_Excerpt provided_:
╭──
Wednesday, January 27, 2016
There’s not much of a description on the package, just that the squares are filled with strawberry filling. The filling appears to be made from sugar, high fructose corn syrup, palm oil and freeze dried strawberries and colored with fruit and vegetable juice (very vague). It also has some added TBHQ as a preservative. There’s no indication of the cacao content of the chocolate itself, but I’d guess it’s somewhere in the low 60% range. Each square is 70 calories.
The squares are elegant and simple. They’re 1.75 inches square and sport the Ghirardelli logo in a beveled field. In my experience the packaging protects the pieces well and they usually look stunningly gorgeous.
If there’s an issue with the filled squares from Ghirardelli is that they temper their chocolate to be very crisp and snappy ... so the filled pieces can be messy to eat when the chocolate breaks apart upon biting and the filling dribbles out. So, make an effort to bite on the diagonal, or pop the whole thing in your mouth at once.
The chocolate is sweet but with a nice dry woodsy note to it, which goes well with the strawberry flavors. The strawberry filling is quite like a finely pureed strawberry sauce. It’s not overly sweet, has a strong tangy note and just a touch of seed flavor to it (and some actual seeds).
Because the edges are so thick and the chocolate in the center is so thin, there’s a large variation in the proportion of filling to chocolate in any given bite.
I liked them quite a bit, it was the best imitation of a chocolate covered strawberry that doesn’t spoil that I think I’ve had. Ghirardelli Strawberry Squares contain soy and milk and may also contain traces of tree nuts. There’s no statement about gluten.
Monday, January 25, 2016
The new Dove Milk Chocolate Strawberry Shortcake Crisp Promises are for Valentine’s Day. I picked mine up at Target (and they may be a Target-Exclusive item).
The shortcake part is a little odd, conceptually. For a real strawberry shortcake, berries (often in a sweetened syrup) are ladled over a biscuit type baked good. Some folks prefer a spongecake or poundcake but the key here is that they’re all soft and cakey. The cookie pieces in this case are made from tapioca starch, rice flour, sugar, palm oil, baking soda and some salt.
The other odd part of this is that there’s milk chocolate ... so if anything, this is an imitation of a chocolate covered strawberry with a few gluten free cookie bits (this is not, however, a gluten free product as it’s made in a facility that also uses wheat and peanuts and tree nuts).
The pieces are not a swirl of milk & white chocolate, like some other recent versions. Instead this is a solid milk chocolate piece, flavored with some strawberry and dotted with little cookie inclusions.
╰──
_Data block_:
╭──
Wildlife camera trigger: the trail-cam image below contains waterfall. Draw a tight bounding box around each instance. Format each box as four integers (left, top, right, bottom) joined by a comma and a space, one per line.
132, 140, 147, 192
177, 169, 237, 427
╰──
_Requirements_:
1 – Using the chocolate reviews, explain why the Ghirardelli filled squares can be messy to eat.
2 – Turn the paragraph in the chocolate reviews that begins "The shortcake part is a little odd" into a short bulleted list that keeps its main facts.
3 – Pick up the chocolate reviews after their final sentence and continue the text.
The material is separate from the chocolate reviews and is not used here.

_Results for each task_:
1 – Ghirardelli tempers its chocolate to be very crisp and snappy. When you bite a filled piece, the chocolate breaks apart and the filling dribbles out.

2 –
- The shortcake idea is a little odd conceptually.
- A real strawberry shortcake has berries, often in a sweetened syrup, ladled over a biscuit-type baked good.
- Some people use spongecake or poundcake instead, but all of these bases are soft and cakey.
- The cookie pieces in this product are made from tapioca starch, rice flour, sugar, palm oil, baking soda and salt.

3 –
The strawberry flavor is very strong, but the milk chocolate holds its own with a creamy dairy note and a little toasty cocoa flavor. The strawberry is floral sweetness, no dried berry bits in this version. The cookie bits are odd, since they’re made with starch and not actual wheat flour, they are actually rather starchy, though they don’t get sticky-pasty like some gluten free cookies I’ve had. The overall effect of the crunchy cookie bit is really nice, it aerates the experience because you kind of have to chew it instead of just letting the chocolate melt away, which I think boosts the strawberry notes.
They’re pleasant. The strawberry isn’t too artificial or plastic (it does say natural flavor on the package, though it’s kind of vague). I don’t know if I would buy these again, but I appreciated the effort and novelty.
Friday, January 22, 2016
Moon Pies are a Tennessee treat, a little marshmallow sandwich featuring round graham crackers and then a thin mockolate coating. They’ve been around since 1917, though they’re a bit of a regional treat and sometimes hard to find. They’re something between a candy and a snack, because of the graham cracker element. They’re also pretty big, so I can see why it’s an appealing idea to morselize them.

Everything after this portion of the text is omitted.